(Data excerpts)
**********

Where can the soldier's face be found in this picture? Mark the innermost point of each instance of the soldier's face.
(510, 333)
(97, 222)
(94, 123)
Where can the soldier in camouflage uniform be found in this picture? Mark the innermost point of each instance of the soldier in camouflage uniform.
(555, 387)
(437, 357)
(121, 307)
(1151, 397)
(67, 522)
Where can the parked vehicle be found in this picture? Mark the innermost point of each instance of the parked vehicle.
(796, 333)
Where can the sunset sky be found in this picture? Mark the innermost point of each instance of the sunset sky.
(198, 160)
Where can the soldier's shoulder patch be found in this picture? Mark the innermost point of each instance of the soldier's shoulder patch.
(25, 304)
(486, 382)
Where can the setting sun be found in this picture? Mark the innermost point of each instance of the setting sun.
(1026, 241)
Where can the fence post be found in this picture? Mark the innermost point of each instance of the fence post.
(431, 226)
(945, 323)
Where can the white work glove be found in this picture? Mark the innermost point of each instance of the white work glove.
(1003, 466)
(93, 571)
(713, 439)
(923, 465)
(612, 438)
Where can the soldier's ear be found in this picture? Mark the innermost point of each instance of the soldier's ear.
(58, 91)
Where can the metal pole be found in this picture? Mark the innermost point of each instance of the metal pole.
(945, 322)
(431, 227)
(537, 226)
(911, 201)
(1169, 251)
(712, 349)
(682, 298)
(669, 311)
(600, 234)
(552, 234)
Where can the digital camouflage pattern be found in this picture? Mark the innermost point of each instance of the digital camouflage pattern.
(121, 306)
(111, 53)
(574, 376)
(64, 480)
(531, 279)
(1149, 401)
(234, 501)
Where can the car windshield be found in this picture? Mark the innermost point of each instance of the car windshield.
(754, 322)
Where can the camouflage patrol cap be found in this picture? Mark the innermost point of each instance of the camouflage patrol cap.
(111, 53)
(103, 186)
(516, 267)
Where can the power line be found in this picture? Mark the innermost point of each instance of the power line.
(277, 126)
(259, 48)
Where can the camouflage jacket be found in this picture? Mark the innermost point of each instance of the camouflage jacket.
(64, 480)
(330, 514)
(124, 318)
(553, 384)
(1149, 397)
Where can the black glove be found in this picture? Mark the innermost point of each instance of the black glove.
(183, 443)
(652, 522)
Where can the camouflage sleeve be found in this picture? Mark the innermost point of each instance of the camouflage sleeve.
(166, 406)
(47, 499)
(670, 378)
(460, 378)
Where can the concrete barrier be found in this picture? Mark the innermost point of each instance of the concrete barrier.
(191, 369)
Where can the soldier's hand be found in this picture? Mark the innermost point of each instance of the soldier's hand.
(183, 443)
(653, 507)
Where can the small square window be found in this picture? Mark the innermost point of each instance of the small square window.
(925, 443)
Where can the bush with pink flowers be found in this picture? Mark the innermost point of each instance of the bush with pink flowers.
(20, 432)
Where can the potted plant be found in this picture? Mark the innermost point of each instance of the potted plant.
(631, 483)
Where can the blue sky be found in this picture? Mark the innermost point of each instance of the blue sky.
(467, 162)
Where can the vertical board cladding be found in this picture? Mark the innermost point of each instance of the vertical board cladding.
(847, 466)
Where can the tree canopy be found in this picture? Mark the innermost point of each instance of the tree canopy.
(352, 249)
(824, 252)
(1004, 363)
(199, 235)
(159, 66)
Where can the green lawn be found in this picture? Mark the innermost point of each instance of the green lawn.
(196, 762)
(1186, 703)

**********

:: EXERCISE BRIEF ::
Restate exactly each line of the data from the one bearing "Where can the potted" to the end, and add nothing.

:: OUTPUT BELOW ::
Where can the potted plant be found in this picture? Mark the innermost point of each instance of the potted plant.
(631, 483)
Where can the blue sky be found in this picture? Mark the innermost point of each instance of the blue sky.
(467, 162)
Where can the vertical board cladding be found in this picture? Mark the innermost point of each instance of the vertical board cladding.
(847, 466)
Where can the tree canopy be found in this picture? Mark the innermost point of each instance of the tree canopy.
(352, 249)
(824, 252)
(1004, 363)
(199, 235)
(159, 66)
Where can the green lawn be found in this picture? Mark the innermost point of each instance of the green lawn.
(196, 762)
(1186, 703)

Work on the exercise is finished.